# Fragmento para leer
La célula de oro, Sharon Olds. Traducción y prólogo de Óscar
Curieses. Barttleby, 2017. 236 páginas. 16 euros.
Tenemos la suerte de que en el último año se hayan
publicado en España las obras –espléndidamente traducidas– de tres poetas
estadounidenses que todo buen lector disfrutará. Me refiero a Elizabeth
Bishop (Poesía
Completa 1. Poesía, Vaso
Roto, 2016): dueña de un estilo rocoso, hermético, poco dado a la emotividad,
con en el que realiza espléndidas descripciones del paisaje desolado de Nueva
Escocia (Canadá); Mary Oliver (Felicity, Valparaíso, 2016): poeta veterana, que a sus ochenta años
posee una voz fresca y rebelde que rezuma vitalidad a espuertas y un radiante
optimismo; y, finalmente, Sharon Olds (La célula de oro, Barttleby, 2017): cuya personalidad
poética se encuentra en las antípodas de las dos anteriores. Sus versos son
exhibicionistas, están manchados de vida, supuran dolor, nos muestran el
reverso de la gente, sus vísceras, nombra lo que nos hace vulnerables y aquello
que nos rompe.
La célula de oro se divide en cuatro secciones. La
primera constituye una agria mirada sobre la realidad circundante:
intentos de suicidios, la desigualdad social por motivos raciales, el hambre
que conduce al robo y a la sangrienta justicia vecinal, violaciones y
asesinatos de niñas.

# Datos proporcionados

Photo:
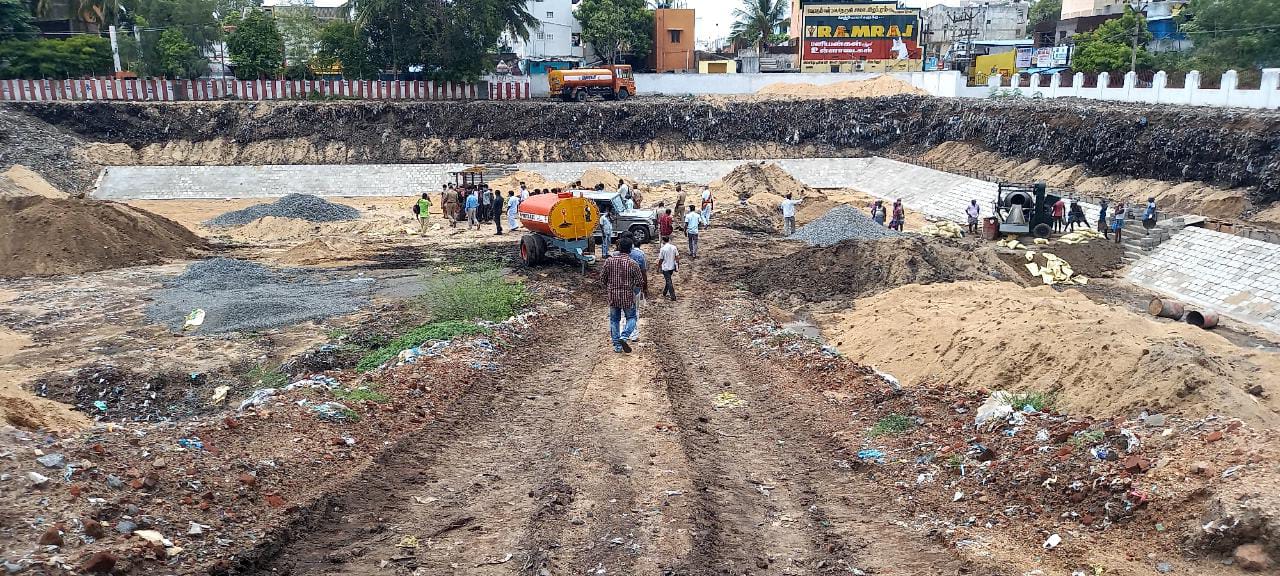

# Tarea a realizar A
Responde estas preguntas sobre la reseña de La célula de oro:
(i) ¿Qué editorial publicó La célula de oro y en qué año?
(ii) ¿Qué edad tiene Mary Oliver según la reseña?
(iii) ¿En cuántas secciones se divide La célula de oro?
# Tarea a realizar B
Prosigue la reseña de La célula de oro a partir de su última oración.

# Espacio de respuesta A
(i) Barttleby, en 2017.
(ii) Ochenta años.
(iii) En cuatro secciones.

# Espacio de respuesta B
La segunda, sin lugar a dudas, es la mejor del conjunto. Olds, como adelantaba, se pone del
revés y nos revela sus costuras, su amasijo de huesos y sangre, su pulpa. Los
poemas de esta sección ahondan en su malograda vida familiar. Los versos
hierven, alertan como señalan luminosas, describen con crudeza estados de ánimo
desoladores. Sobresalen “Vuelo a mayo de 1937”, dedicado a sus padres, a punto
de casarse (“Quiero alcanzarlos y decirles Parad,/ no lo hagáis…vas a hacer
cosas que no podéis imaginar que haríais/…/vais a sufrir de maneras
completamente desconocidas,/ vais a querer morir” pág. 57); “Saturno”,
desasosegador alegato hiperbólico (con alusión mitológica al padre de Zeus)
contra la violencia ejercida por su progenitor (“Tomó/ la cabeza de mi hermano
en los labios/ y la arrancó como una cereza de su tallo” pág. 61); “¿Y si Dios?”,
donde narra las veces que su madre rezaba quejumbrosa junto a ella, ya
acostada, “agrietando mi naturaleza”; “La comida”, nuevo texto a la madre,
mujer de existencia malograda, sin apego a la vida e incapacitada para la
ternura; “El vestido”, que nos habla de la necesitad de creer que nos aman, y
de la arbitrariedad de los símbolos; o “Después de 37 años mi madre se disculpa
por mi niñez”, cuyos versos descarnados nos conmocionan por su crudeza (“tu
cuerpo viejo/ y suave caído sobre mí con horror,/ te estreché en mis brazos,
dije Todo está bien” pág. 115).
La tercera sección se centra en el sexo, y supone una
bajada de la intensidad y de la altura literaria con respecto a la anterior.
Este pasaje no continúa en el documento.